# PROVIDED MATERIAL
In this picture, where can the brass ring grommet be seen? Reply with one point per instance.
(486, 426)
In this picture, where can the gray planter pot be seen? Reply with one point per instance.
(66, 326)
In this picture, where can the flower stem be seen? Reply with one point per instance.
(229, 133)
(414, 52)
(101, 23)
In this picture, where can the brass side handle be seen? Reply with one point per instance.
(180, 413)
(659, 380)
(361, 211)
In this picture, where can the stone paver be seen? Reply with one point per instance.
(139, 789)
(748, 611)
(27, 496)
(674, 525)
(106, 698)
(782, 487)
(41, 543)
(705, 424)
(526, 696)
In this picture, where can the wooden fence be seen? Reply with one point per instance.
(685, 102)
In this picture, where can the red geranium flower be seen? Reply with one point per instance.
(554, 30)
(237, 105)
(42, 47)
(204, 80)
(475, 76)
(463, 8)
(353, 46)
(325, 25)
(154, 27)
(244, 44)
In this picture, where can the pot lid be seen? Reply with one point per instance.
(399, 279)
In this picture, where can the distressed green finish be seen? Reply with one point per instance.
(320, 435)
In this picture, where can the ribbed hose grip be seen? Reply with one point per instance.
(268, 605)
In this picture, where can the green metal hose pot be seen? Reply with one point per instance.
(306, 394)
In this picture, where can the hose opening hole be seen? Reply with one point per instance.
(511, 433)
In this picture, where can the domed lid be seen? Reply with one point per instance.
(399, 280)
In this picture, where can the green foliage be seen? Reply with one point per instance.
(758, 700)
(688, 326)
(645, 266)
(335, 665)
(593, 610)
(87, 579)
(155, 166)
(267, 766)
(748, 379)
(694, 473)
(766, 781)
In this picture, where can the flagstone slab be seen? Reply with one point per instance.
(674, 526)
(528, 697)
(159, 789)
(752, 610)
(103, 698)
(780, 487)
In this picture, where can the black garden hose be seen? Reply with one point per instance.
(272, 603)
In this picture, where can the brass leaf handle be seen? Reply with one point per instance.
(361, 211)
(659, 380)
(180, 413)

# EXERCISE
Reproduce the data in its entirety, matching each character.

# SOLUTION FOR THIS TASK
In this picture, where can the brass ring grommet be seen? Reply with one point per instance.
(486, 426)
In this picture, where can the gray planter pot be seen? Reply with one point per instance.
(66, 326)
In this picture, where can the flower stem be seen? Reply with one point per instance.
(229, 133)
(414, 52)
(101, 23)
In this picture, where can the brass side handle be seen? Reply with one point per instance.
(180, 413)
(659, 380)
(361, 211)
In this picture, where can the stone paver be seen? Reply with one point per instance.
(139, 789)
(748, 611)
(27, 496)
(674, 525)
(106, 698)
(782, 487)
(41, 543)
(705, 424)
(526, 696)
In this picture, where can the wooden fence be seen? Reply with one point per instance.
(685, 102)
In this picture, where can the red geranium flower be seen? Reply with one point per instance.
(554, 30)
(237, 105)
(42, 47)
(204, 80)
(475, 76)
(463, 8)
(353, 46)
(325, 25)
(154, 27)
(244, 44)
In this picture, where can the pot lid be seen? Reply with one point per instance.
(399, 279)
In this picture, where can the distressed green finish be seen? Reply with one point per instance.
(320, 435)
In this picture, where can the ribbed hose grip be seen? Reply with one point per instance.
(268, 605)
In this picture, where can the green metal hose pot be seen? Reply with one point per instance.
(306, 394)
In this picture, where can the hose opening hole be seen? Reply with one point per instance.
(511, 433)
In this picture, where can the domed lid be seen? Reply with one point per instance.
(399, 280)
In this picture, where can the green foliage be seen? Reply with one point per instance.
(758, 700)
(688, 326)
(645, 266)
(335, 665)
(593, 610)
(87, 579)
(155, 166)
(267, 766)
(748, 379)
(694, 473)
(766, 781)
In this picture, where can the flagstone slab be seen? Reply with one point per instance.
(674, 526)
(528, 697)
(159, 789)
(752, 610)
(103, 698)
(780, 487)
In this picture, where can the black garden hose be seen? Reply with one point per instance.
(272, 603)
In this picture, where can the brass leaf handle be seen? Reply with one point per instance.
(361, 211)
(659, 380)
(180, 413)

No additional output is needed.